* Task
All of the listing is to be written out word for word, with the pictures left out.

───── Task data

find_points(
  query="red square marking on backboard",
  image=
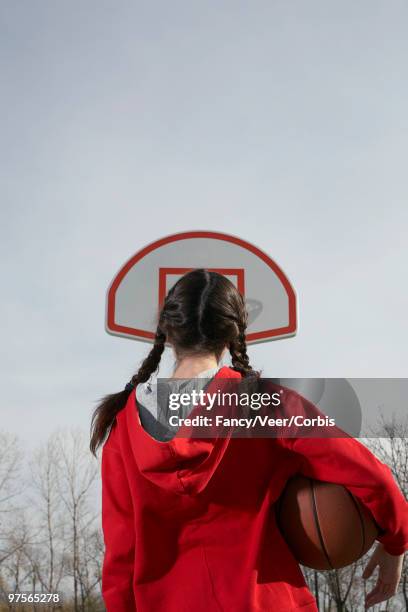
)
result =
(165, 272)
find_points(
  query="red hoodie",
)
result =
(189, 524)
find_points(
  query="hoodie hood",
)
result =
(183, 464)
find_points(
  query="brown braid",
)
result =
(152, 361)
(239, 356)
(105, 414)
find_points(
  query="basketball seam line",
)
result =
(316, 517)
(361, 520)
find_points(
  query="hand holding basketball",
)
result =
(389, 574)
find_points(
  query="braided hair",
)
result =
(203, 313)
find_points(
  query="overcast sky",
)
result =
(283, 122)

──────────

* Result of the exercise
find_points(
  query="red square marking on backboard",
  image=
)
result =
(165, 272)
find_points(
  query="red hoodie",
)
result =
(189, 524)
find_points(
  query="hoodie hood",
)
result =
(183, 464)
find_points(
  query="brown braid",
)
result =
(152, 361)
(239, 356)
(105, 414)
find_points(
  query="basketball seam line",
)
result =
(316, 517)
(361, 520)
find_points(
  query="hand holding basketball",
)
result =
(389, 574)
find_points(
  query="braided hair",
)
result =
(203, 313)
find_points(
  query="overcast sky",
)
result =
(283, 122)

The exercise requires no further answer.